++++ SUPPLIED TEXT ++++

Member of the Central Command of the Ba'ath Party
- In office 22 April 2017 – 8 December 2024

16th Minister of Defense
- In office 18 July 2012 – 1 January 2018
- Preceded by: Dawoud Rajiha
- Succeeded by: Ali Abdullah Ayyoub

Chief of the General Staff of the Army and the Armed Forces
- In office 8 August 2011 – 18 July 2012
- President: Bashar al-Assad
- Prime Minister: Riyad Farid Hijab Wael Nader al-Halqi Imad Khamis
- Defense Minister: Dawoud Rajiha
- Preceded by: Dawoud Rajiha
- Succeeded by: Ali Abdullah Ayyoub

= Fahd Jassem al-Freij =

Syrian military officer and politician

Fahd Jassem al-Freij (فهد جاسم الفريج; born 17 January 1950) is a retired Syrian military officer and the former Minister of Defense of Syria, took office on 18 July 2012 and left office on 1 January 2018.

++++

- DIRECTIONS
1 > Answer these about the profile of Fahd Jassem al-Freij, each on its own line:
(a) On what date was he born?
(b) Who held the post of Minister of Defense before him?
(c) On what date did his term on the Central Command of the Ba'ath Party end?
2 > Please list every office the profile of Fahd Jassem al-Freij shows him holding.
3 > Resume the profile of Fahd Jassem al-Freij after its final sentence.

++++ MATERIAL PROVIDED ++++

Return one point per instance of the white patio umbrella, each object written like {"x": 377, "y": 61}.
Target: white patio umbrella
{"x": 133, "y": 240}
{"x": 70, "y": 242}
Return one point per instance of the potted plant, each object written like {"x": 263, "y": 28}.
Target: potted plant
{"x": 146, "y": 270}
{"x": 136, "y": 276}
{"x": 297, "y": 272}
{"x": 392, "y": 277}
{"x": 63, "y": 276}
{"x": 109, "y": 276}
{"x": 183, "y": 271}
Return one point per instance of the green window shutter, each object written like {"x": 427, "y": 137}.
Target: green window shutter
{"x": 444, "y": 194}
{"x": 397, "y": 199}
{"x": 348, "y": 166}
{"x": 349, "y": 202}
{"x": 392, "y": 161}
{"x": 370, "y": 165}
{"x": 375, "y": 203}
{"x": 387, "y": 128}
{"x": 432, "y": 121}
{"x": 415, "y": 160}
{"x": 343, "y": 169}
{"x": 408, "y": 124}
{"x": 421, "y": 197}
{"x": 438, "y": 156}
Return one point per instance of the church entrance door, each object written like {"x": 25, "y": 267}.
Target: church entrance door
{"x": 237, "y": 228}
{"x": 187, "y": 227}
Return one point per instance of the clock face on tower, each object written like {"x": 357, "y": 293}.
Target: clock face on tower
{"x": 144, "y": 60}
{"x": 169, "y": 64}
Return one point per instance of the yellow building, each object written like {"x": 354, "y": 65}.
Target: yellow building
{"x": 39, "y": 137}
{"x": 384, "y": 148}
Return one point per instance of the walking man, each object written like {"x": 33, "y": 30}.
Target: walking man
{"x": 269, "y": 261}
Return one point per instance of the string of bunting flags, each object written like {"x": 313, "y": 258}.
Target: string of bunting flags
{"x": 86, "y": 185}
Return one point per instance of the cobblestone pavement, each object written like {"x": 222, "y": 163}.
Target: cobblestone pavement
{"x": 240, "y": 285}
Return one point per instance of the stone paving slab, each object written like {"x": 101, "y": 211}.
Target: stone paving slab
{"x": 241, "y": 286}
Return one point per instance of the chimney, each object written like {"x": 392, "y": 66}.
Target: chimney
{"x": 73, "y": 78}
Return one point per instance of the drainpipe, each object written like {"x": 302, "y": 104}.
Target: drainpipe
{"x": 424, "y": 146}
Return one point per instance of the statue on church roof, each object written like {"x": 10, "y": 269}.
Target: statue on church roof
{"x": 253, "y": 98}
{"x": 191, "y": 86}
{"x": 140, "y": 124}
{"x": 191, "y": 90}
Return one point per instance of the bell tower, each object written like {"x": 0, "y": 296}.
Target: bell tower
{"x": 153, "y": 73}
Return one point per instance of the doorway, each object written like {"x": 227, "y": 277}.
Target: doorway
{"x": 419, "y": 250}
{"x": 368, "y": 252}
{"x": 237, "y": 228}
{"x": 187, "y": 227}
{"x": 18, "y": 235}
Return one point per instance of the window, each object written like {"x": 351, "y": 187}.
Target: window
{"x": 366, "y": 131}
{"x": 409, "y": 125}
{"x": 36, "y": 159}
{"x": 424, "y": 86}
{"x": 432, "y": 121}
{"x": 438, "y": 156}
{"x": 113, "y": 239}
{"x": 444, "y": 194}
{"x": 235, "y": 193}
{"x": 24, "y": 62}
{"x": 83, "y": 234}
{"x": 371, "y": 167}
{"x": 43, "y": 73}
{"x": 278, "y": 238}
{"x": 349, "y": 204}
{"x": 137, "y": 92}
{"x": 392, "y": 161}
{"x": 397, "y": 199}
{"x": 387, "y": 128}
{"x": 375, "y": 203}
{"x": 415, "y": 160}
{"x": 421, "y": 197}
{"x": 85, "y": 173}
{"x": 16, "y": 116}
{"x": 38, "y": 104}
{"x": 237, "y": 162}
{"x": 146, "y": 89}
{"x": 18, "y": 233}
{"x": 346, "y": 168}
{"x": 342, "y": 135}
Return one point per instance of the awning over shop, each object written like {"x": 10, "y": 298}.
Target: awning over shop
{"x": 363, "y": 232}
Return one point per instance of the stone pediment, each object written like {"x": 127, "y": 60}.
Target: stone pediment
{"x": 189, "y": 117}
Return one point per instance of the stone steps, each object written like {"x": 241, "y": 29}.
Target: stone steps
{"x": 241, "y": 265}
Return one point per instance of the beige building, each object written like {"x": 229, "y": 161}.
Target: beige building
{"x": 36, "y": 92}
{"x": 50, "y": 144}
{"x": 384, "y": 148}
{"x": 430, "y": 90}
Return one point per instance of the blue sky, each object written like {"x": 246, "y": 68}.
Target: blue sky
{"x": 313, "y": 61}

++++

- EXPECTED RESPONSES
1 >
(a) 17 January 1950
(b) Dawoud Rajiha
(c) 8 December 2024

2 >
- Member of the Central Command of the Ba'ath Party
- 16th Minister of Defense
- Chief of the General Staff of the Army and the Armed Forces

3 >
==Early life and education==
Freij was born in Rahjan in a Sunni Arab tribe on 17 January 1950. He joined the Syrian Arab Army in 1968, and graduated as an armoured corps lieutenant from the Homs Military Academy in 1971.

Freij attended different courses and a higher military education:

- Bachelor in Military Sciences, Armoured Officer, Homs Military Academy, in 1971,
- Staff Course,
- Airborne paratroops course,
- General Command and Staff Course,
- Higher Staff Course (War Course).

==Career==
On 8 August 2011, Freij was appointed Chief of Staff of the Syrian Arab Army during the Syrian civil war. In December 2011, defected Syrian Army officers reported that prior to his appointment of Chief of Staff, al-Freij commanded the Syrian Army Special Forces in the regions of Daraa, Idlib and Hama during the Syrian uprising.

His tenure was marked by large-scale military operations and indiscriminate violence against civilians, including the use of barrel bomb in densely populated areas.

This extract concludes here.